(Location annotation dataset excerpts)
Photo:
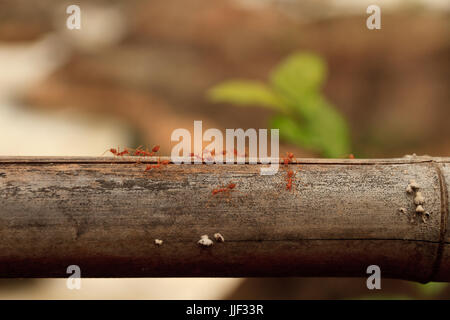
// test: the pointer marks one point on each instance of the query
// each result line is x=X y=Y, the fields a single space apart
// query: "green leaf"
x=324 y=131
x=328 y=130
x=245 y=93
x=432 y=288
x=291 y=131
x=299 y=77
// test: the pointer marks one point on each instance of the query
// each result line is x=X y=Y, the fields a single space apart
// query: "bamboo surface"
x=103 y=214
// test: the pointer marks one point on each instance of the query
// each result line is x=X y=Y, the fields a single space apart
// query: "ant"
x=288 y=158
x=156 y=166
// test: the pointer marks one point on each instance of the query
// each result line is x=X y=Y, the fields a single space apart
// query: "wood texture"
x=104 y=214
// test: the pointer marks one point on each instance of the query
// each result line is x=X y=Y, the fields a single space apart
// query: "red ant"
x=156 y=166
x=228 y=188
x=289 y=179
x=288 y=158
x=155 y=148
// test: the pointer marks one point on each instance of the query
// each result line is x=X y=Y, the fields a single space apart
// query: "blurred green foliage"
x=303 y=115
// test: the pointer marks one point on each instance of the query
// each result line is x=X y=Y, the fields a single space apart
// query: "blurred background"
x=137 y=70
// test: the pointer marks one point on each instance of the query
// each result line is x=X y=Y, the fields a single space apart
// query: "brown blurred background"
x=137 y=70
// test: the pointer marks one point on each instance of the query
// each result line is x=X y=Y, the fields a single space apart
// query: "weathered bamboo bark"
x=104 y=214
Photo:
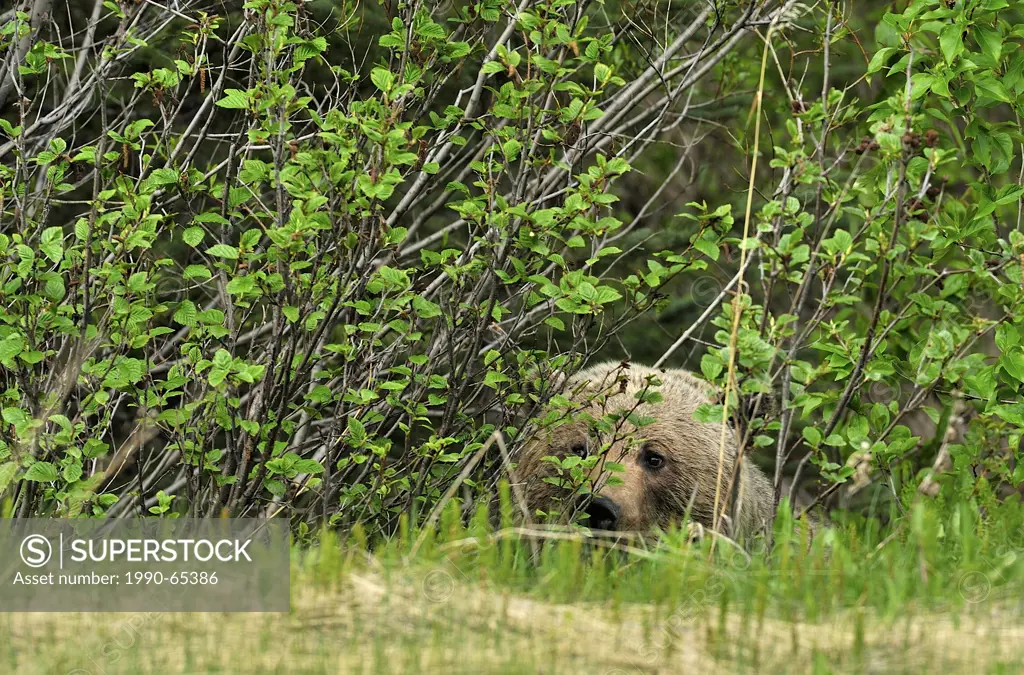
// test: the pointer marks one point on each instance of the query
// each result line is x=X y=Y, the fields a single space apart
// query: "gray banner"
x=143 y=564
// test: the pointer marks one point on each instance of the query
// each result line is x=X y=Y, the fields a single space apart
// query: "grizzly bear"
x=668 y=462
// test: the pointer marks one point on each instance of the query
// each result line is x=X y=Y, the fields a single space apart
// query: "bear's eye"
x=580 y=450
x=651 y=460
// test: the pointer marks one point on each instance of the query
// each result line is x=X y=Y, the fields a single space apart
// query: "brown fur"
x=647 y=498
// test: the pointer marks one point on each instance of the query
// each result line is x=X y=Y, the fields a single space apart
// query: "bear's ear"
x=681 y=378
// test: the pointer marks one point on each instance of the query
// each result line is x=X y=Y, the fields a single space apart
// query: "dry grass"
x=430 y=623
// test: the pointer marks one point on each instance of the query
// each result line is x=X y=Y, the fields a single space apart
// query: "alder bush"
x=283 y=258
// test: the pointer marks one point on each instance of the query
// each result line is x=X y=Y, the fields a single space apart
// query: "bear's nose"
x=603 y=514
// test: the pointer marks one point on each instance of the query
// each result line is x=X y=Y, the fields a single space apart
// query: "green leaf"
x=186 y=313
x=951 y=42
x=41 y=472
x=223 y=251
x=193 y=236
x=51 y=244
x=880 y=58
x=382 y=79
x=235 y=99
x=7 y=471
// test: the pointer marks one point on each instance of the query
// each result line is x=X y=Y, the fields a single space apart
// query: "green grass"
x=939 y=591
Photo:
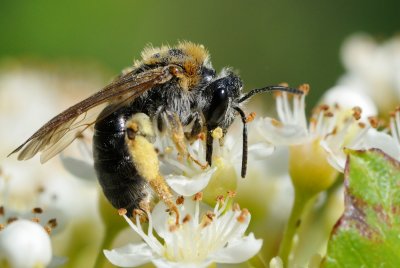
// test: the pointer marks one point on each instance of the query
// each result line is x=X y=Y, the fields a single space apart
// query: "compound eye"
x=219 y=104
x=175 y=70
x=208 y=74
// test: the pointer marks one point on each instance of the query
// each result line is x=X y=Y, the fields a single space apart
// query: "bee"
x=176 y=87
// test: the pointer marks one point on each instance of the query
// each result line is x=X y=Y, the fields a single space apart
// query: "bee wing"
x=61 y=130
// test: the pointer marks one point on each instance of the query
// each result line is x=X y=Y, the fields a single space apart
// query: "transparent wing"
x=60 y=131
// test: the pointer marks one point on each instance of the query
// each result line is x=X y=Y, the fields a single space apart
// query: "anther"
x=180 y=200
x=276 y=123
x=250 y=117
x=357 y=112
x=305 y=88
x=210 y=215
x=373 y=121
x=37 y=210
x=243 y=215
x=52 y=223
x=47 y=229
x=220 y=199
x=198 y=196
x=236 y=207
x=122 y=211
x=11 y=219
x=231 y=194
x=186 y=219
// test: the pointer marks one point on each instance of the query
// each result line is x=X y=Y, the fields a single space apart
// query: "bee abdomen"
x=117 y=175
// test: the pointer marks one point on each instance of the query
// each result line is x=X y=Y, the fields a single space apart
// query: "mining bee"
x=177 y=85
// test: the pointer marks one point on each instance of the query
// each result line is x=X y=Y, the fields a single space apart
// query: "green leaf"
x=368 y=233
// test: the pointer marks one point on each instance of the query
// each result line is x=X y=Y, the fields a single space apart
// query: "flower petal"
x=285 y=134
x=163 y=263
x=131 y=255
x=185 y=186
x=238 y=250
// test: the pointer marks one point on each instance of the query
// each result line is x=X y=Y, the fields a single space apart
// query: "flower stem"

--

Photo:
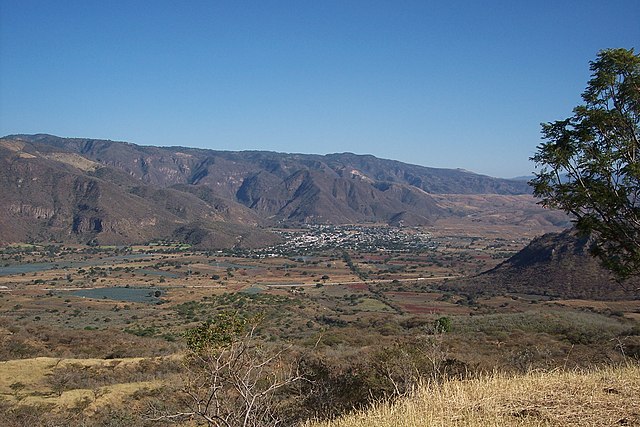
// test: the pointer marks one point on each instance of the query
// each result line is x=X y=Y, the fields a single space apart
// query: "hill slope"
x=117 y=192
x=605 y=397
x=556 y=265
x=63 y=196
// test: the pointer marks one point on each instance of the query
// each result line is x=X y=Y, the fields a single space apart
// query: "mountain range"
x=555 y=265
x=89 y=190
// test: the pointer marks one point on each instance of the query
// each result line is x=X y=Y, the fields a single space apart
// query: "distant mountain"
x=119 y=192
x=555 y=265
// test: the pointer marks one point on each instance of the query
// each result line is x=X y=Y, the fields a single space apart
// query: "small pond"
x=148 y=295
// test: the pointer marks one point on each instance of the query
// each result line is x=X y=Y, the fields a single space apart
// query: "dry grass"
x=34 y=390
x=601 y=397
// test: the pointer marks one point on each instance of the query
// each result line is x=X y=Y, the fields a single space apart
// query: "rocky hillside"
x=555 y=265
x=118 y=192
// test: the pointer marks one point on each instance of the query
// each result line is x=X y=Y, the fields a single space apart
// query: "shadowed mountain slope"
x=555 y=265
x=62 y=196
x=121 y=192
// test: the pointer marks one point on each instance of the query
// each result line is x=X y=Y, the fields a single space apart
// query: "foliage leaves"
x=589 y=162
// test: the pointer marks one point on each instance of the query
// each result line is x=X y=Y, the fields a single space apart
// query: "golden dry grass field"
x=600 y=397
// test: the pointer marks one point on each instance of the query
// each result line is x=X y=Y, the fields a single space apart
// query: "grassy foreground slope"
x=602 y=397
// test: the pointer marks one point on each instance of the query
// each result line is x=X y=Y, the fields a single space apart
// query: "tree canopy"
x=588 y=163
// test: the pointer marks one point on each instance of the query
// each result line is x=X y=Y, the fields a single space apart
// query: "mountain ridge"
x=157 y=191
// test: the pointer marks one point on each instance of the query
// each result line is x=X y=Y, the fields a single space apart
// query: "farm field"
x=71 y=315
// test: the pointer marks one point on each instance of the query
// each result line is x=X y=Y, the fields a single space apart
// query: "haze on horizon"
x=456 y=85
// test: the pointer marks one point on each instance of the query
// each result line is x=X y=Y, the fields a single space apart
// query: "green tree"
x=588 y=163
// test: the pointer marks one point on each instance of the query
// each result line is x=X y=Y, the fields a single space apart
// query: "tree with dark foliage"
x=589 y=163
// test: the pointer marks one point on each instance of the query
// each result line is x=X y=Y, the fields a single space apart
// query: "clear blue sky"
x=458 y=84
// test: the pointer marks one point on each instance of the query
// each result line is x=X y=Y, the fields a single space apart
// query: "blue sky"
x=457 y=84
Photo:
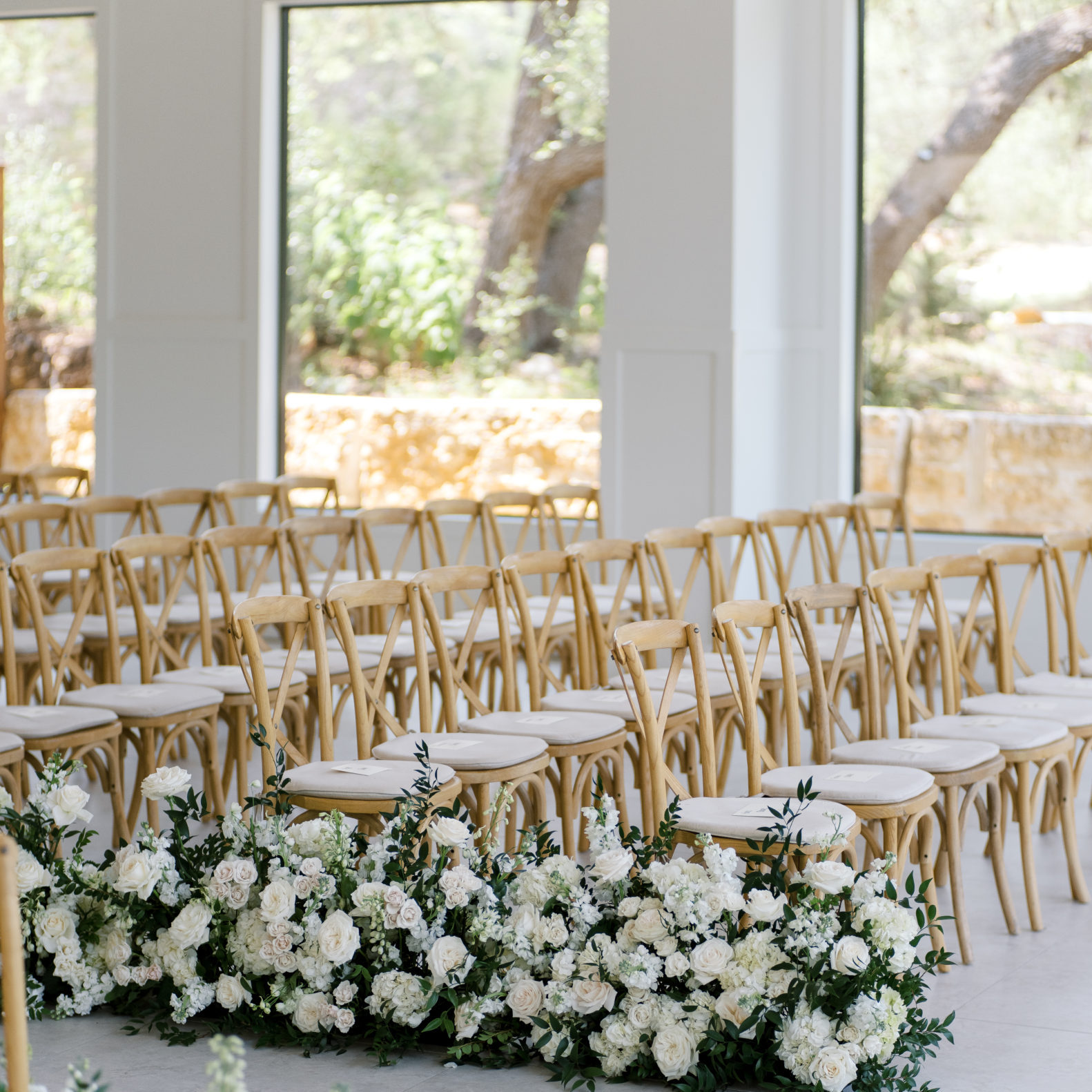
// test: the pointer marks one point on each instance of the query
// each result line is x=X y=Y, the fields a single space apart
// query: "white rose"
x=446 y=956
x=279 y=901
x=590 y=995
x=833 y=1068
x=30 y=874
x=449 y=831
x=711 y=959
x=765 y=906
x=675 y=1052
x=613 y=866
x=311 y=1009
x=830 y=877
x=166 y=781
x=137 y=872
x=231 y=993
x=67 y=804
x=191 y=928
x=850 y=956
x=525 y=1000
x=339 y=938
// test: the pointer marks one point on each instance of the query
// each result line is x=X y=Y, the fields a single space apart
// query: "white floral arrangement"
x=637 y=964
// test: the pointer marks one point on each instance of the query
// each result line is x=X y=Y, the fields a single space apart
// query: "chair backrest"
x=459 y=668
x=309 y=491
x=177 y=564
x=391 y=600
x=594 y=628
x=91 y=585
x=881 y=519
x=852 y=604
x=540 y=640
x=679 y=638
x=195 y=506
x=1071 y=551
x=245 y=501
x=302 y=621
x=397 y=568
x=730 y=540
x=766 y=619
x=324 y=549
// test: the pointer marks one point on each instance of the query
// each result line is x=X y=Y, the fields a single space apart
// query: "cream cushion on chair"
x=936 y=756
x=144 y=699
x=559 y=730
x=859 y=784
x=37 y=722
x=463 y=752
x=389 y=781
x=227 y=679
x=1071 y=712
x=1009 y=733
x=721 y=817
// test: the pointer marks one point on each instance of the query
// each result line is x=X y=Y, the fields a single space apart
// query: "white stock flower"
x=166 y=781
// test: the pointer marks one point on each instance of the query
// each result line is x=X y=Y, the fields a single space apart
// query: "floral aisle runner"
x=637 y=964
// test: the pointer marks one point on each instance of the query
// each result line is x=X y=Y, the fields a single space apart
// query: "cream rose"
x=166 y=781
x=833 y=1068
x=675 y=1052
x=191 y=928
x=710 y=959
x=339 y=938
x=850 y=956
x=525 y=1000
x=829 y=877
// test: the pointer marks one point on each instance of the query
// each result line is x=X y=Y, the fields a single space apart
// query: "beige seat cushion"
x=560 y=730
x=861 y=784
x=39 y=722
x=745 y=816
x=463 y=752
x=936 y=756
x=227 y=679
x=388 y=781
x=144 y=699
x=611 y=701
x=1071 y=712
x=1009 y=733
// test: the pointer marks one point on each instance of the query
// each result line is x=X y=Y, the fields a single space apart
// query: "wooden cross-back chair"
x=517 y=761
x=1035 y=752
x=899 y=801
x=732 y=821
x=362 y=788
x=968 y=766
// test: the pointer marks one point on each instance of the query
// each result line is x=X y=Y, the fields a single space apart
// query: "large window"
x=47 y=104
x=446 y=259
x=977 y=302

--

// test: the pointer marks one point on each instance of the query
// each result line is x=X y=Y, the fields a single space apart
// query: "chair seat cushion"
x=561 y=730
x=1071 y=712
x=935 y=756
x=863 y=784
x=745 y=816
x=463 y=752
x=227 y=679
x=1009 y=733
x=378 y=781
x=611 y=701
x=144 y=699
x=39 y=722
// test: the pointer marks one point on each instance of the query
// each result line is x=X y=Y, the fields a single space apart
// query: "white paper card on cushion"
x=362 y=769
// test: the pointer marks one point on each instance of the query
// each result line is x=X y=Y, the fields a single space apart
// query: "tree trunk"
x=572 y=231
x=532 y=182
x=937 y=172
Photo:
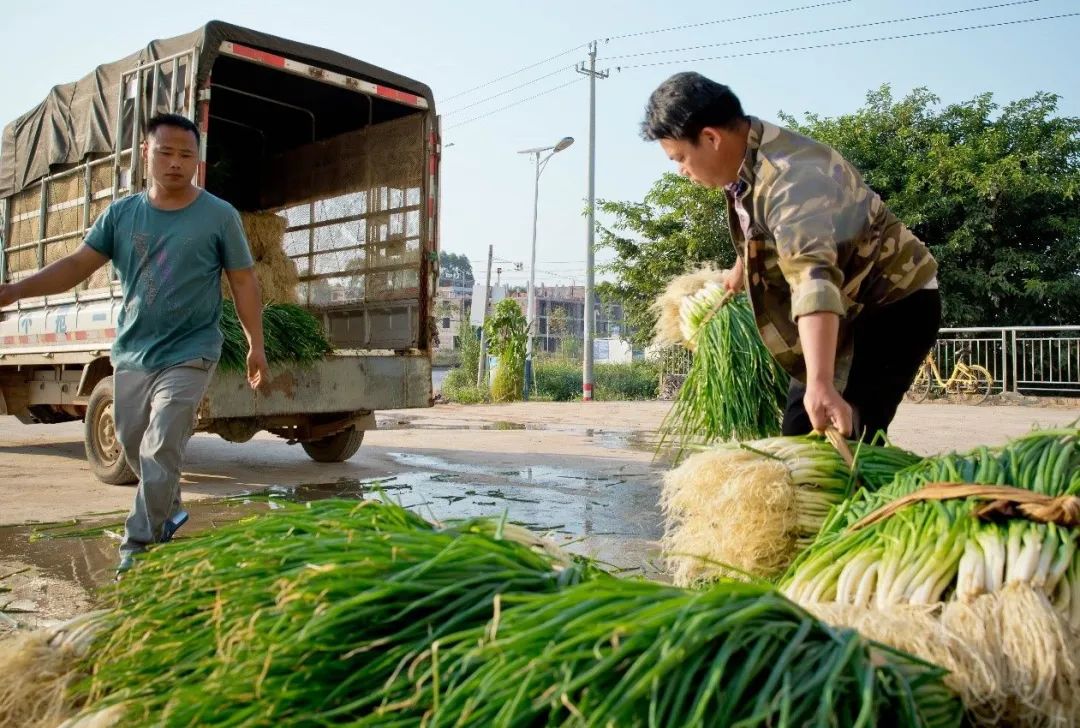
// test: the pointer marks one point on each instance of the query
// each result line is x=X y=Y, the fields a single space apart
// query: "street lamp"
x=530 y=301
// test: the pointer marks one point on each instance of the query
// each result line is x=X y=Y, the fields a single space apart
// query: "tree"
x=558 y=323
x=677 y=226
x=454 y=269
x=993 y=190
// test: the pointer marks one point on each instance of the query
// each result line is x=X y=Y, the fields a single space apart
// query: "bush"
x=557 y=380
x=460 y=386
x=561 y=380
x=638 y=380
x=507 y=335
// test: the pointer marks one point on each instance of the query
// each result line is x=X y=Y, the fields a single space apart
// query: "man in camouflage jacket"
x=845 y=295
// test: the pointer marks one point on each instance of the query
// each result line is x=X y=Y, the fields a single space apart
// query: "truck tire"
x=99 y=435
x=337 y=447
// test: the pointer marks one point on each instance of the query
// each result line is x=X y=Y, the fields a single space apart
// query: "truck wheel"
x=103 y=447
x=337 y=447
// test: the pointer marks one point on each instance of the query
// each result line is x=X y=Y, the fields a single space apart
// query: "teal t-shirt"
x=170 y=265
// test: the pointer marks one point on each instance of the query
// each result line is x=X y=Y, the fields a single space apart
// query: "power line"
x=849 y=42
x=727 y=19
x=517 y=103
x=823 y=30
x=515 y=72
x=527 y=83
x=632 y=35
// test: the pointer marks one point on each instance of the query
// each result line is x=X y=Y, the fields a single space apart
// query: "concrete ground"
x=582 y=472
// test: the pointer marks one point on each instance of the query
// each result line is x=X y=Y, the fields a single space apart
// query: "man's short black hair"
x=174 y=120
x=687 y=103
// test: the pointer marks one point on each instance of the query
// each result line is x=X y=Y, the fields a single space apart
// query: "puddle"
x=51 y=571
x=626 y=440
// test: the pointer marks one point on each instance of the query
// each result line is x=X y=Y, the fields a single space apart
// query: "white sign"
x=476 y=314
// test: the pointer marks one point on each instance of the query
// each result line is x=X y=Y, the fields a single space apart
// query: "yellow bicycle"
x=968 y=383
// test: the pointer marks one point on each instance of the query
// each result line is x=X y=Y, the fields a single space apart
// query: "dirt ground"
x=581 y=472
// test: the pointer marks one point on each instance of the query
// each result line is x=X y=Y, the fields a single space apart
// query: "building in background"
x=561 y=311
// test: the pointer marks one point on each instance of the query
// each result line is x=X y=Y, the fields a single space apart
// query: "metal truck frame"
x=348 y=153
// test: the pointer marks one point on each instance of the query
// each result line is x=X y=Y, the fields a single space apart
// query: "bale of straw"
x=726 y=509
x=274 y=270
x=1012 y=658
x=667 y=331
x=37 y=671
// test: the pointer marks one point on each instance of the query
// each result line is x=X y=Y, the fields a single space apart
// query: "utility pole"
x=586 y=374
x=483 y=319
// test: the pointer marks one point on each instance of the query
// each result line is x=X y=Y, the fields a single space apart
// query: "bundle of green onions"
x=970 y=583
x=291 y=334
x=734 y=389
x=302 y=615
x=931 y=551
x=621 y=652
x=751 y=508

* Exercise prompt
Extract every line in the rows that contains the word "cream".

* Solution for this problem
// query: "cream cushion on chair"
// query: "cream rose"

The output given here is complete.